**Direction:** From the start of the data through the line containing "column 317, row 140", reproduce the lines with "brown" swapped for "gray" and nothing else altered. Return only those lines.

[Object pointing dataset rows]

>>>>

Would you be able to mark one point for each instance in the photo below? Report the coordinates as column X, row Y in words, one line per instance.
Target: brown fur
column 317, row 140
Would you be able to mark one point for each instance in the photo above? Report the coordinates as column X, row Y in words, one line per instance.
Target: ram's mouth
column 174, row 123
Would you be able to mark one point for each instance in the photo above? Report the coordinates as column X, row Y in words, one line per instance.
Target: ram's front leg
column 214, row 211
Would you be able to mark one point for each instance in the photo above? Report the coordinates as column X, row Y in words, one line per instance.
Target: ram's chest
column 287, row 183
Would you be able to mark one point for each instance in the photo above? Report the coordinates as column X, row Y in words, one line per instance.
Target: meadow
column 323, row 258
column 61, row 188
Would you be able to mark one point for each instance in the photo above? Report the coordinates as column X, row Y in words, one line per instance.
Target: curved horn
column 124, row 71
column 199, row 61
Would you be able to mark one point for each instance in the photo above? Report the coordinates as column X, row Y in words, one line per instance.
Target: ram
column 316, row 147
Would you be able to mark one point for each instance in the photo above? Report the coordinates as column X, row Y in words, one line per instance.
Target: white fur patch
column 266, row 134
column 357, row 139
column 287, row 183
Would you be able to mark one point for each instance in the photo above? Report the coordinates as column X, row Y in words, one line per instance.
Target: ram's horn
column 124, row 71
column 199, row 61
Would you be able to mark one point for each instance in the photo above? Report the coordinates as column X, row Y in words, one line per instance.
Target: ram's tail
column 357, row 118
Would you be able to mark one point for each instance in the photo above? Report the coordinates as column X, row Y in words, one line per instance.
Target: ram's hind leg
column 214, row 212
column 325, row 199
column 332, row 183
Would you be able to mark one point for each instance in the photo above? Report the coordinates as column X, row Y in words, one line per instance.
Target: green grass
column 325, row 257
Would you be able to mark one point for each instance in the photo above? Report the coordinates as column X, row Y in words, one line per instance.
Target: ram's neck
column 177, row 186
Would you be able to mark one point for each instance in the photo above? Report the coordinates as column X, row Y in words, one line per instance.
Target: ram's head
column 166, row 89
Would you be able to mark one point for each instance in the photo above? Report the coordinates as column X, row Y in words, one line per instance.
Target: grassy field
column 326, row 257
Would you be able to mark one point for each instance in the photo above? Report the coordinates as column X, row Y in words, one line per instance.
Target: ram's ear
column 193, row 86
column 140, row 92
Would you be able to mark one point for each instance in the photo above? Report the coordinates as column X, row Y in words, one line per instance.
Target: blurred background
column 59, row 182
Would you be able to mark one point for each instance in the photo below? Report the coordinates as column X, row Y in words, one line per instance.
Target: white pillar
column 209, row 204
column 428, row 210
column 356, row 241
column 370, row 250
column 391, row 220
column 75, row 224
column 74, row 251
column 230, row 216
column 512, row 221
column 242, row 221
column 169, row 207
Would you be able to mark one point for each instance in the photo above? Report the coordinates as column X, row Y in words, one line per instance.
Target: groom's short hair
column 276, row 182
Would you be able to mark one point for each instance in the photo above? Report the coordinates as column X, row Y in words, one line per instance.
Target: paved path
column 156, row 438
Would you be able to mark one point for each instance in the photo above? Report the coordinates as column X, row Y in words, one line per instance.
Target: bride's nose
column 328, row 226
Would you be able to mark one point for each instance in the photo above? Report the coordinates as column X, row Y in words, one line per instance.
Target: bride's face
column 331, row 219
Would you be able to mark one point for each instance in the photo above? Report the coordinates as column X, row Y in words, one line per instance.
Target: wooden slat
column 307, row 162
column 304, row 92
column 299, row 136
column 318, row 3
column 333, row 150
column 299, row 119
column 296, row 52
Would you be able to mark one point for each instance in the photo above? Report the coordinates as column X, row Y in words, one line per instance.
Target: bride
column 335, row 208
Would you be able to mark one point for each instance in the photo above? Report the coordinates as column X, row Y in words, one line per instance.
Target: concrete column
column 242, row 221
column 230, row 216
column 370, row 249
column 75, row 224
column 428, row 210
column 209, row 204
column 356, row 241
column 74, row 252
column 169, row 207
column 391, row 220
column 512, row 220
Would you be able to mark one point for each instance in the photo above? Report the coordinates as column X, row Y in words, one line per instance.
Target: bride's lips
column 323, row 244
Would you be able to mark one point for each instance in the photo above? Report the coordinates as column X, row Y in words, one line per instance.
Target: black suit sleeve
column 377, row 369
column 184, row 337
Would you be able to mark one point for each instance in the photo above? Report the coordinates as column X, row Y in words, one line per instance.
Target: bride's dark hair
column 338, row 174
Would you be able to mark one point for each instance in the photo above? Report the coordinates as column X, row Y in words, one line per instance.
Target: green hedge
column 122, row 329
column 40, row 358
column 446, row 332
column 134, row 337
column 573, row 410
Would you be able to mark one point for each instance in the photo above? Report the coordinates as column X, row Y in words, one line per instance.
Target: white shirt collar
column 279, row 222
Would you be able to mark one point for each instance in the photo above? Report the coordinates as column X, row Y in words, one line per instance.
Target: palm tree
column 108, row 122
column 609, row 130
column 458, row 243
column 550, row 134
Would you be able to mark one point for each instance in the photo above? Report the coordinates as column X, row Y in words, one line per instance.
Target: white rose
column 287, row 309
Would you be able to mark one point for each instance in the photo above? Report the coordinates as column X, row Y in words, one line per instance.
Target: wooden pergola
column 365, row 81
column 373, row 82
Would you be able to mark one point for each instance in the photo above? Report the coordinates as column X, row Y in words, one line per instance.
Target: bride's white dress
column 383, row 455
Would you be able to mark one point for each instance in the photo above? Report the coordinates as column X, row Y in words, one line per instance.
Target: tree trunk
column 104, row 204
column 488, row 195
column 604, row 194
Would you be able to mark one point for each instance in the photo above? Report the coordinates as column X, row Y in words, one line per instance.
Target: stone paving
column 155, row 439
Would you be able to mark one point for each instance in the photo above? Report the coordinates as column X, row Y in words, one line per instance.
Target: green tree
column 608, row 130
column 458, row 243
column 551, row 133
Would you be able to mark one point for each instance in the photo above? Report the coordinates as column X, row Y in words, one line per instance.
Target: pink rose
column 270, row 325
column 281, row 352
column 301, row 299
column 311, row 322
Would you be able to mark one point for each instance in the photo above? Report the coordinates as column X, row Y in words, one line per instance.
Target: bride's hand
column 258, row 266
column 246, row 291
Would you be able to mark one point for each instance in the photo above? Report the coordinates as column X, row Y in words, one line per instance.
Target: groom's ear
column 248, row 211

<<<<

**Exercise response:**
Would you be able to mark one point for each instance in the photo below? Report the coordinates as column X, row Y in words, one line per instance.
Target: gray fur
column 317, row 140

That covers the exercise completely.